__SELECTED PASSAGE__.
============

The recommended approach to connecting to storage is to use service principals. For Azure this means creating an entra-service-principal within Azure and give it access to storage accounts by giving it Storage Blob Data Contributor role for the storage account.
Secret scopes in databricks should be used to store credentials and users, service principals and groups can be given access to read the secret scope.
Scopes can be created using the databricks cli or through the REST api. For example, create the scope using the cli:
databricks secrets create-scope <secret-scope>
or use the REST api:
> curl --request POST https://<databricks cluster>/api/2.0/secrets/scopes/create --data @create-scope.json --header "Authorization: Bearer ${DATABRICKS_TOKEN}"
where create-scope.json contains: { "scope": "standard-scope", "initial_manage_principal": "users" }
Then add the secret:
> curl --request POST https://<databricks cluster>/api/2.0/secrets/put --data @add-storage-secret.json --header "Authorization: Bearer ${DATABRICKS_TOKEN}"
with add-storage-secret.json containing the account principal secret created above:
{
"scope": "standard-scope",
"key": "my-secret-key",
"string_value": "<secret>"

============

__WRITTEN EXERCISE__.
List every distinct JSON key that appears in the Databricks secrets passage above, counting each key only once.

============

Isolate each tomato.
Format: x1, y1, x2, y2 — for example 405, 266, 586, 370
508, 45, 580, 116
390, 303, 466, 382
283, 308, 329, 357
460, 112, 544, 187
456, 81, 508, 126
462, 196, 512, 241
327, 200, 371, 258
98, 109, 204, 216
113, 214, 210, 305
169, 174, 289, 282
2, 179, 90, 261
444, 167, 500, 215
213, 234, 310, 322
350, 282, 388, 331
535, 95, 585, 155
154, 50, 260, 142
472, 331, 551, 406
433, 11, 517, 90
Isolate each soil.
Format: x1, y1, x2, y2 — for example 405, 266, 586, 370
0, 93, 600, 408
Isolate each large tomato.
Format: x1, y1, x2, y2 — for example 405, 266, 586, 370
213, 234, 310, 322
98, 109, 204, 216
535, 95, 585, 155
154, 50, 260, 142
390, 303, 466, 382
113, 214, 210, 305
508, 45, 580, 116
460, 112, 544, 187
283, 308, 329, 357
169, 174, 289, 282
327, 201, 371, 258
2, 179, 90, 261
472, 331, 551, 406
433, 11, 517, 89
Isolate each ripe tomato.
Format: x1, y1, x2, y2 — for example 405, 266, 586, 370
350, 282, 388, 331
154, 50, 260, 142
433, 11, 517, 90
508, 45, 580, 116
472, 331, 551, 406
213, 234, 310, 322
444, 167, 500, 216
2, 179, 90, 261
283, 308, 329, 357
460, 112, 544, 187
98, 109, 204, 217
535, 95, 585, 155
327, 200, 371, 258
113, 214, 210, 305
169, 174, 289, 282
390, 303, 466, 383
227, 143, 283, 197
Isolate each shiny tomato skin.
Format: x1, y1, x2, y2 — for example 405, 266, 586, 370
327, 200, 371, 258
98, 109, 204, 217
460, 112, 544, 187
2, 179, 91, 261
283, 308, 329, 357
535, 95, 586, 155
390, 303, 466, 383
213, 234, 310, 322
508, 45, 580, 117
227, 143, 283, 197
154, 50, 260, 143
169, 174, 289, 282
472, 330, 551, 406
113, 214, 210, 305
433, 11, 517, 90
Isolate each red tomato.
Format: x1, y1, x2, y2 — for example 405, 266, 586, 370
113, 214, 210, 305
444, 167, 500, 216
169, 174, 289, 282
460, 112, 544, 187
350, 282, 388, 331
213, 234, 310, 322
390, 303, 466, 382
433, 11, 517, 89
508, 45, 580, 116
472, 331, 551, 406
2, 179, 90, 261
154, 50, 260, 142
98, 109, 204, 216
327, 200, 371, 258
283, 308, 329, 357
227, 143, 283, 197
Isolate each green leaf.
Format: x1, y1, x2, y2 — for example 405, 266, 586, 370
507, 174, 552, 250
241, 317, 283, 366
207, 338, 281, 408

============

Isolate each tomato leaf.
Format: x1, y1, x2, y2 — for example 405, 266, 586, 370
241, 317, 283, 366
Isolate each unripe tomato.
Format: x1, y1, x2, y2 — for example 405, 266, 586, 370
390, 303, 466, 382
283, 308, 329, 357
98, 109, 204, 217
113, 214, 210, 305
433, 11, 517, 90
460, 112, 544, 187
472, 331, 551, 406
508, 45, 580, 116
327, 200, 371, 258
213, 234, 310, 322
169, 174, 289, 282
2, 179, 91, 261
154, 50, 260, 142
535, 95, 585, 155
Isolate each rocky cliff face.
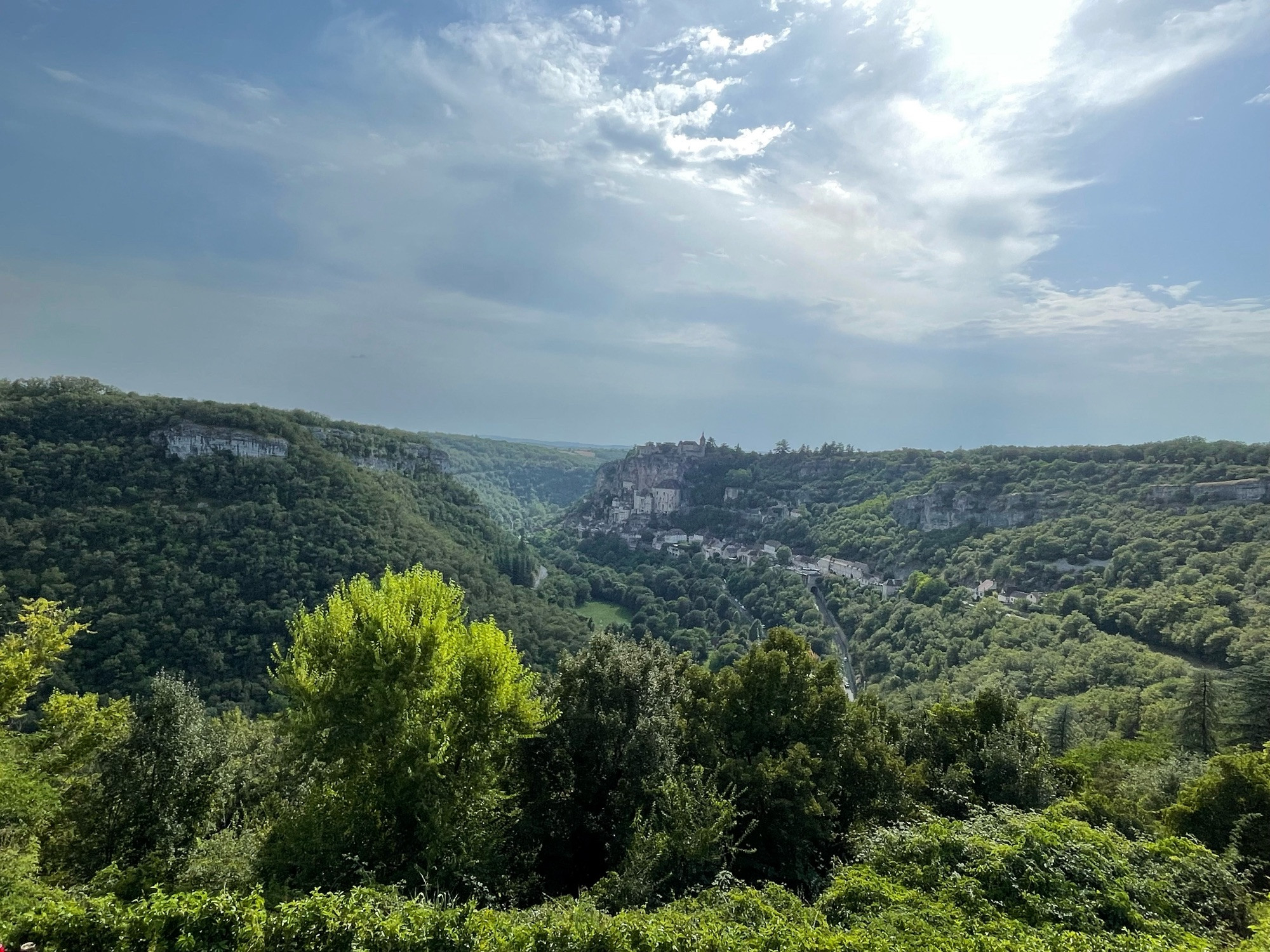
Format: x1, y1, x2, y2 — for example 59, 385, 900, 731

============

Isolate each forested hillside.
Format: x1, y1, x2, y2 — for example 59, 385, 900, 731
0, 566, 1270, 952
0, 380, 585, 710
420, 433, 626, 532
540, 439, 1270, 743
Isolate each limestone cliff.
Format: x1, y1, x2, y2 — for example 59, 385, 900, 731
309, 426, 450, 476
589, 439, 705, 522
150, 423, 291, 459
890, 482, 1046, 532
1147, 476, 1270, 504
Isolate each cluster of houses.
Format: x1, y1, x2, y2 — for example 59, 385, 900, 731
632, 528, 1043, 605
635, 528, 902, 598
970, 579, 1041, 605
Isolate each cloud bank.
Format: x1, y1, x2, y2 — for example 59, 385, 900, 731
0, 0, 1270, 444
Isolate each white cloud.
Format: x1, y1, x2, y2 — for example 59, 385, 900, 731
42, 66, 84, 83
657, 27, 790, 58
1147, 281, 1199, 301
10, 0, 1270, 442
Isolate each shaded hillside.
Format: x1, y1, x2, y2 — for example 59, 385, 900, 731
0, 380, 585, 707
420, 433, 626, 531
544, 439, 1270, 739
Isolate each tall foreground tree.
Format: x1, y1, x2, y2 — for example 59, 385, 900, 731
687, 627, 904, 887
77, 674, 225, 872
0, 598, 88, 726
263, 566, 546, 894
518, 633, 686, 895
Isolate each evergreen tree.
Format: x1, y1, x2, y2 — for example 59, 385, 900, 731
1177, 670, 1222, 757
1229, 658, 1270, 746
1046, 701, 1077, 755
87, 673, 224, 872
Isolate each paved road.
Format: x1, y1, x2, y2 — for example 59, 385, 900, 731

============

__TASK OUTPUT__.
scope, initial_manage_principal, key, string_value